◆ **Required work**
State how many lines of the listing contain the string "separate", with uppercase and lowercase treated as different, and give only that number.

◆ **Records provided**
|---|

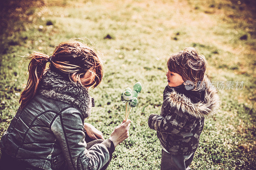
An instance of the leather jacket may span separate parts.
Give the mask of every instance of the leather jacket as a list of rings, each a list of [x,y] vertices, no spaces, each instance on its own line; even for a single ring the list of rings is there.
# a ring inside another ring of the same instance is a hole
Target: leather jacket
[[[109,139],[87,150],[83,131],[92,107],[86,88],[48,70],[36,95],[19,108],[0,142],[12,157],[44,169],[100,169],[115,151]],[[63,167],[63,166],[62,166]]]

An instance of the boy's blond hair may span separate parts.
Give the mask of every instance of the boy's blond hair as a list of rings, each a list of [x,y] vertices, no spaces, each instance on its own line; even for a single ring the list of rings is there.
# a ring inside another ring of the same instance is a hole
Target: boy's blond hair
[[[203,55],[198,55],[194,48],[189,47],[171,55],[167,61],[170,72],[179,74],[184,82],[193,84],[193,90],[203,87],[202,82],[207,62]]]

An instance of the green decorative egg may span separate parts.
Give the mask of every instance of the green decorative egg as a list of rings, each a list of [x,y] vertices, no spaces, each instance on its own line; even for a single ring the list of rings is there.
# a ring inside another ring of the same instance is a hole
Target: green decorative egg
[[[141,90],[142,86],[140,82],[137,82],[133,86],[133,90],[136,91],[138,93]]]
[[[132,92],[128,90],[124,91],[124,99],[126,101],[129,101],[132,99]]]
[[[136,106],[138,104],[138,99],[137,97],[135,97],[132,98],[132,99],[129,102],[129,105],[132,107]]]
[[[124,101],[124,92],[123,92],[123,93],[121,94],[121,100],[122,101]]]
[[[125,89],[125,90],[124,90],[124,91],[127,91],[127,90],[131,92],[132,92],[132,89],[129,88],[129,87],[127,87],[127,88]]]
[[[137,93],[137,92],[135,90],[133,90],[132,92],[132,97],[138,97],[138,94]]]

|---|

◆ **Exercise answer**
3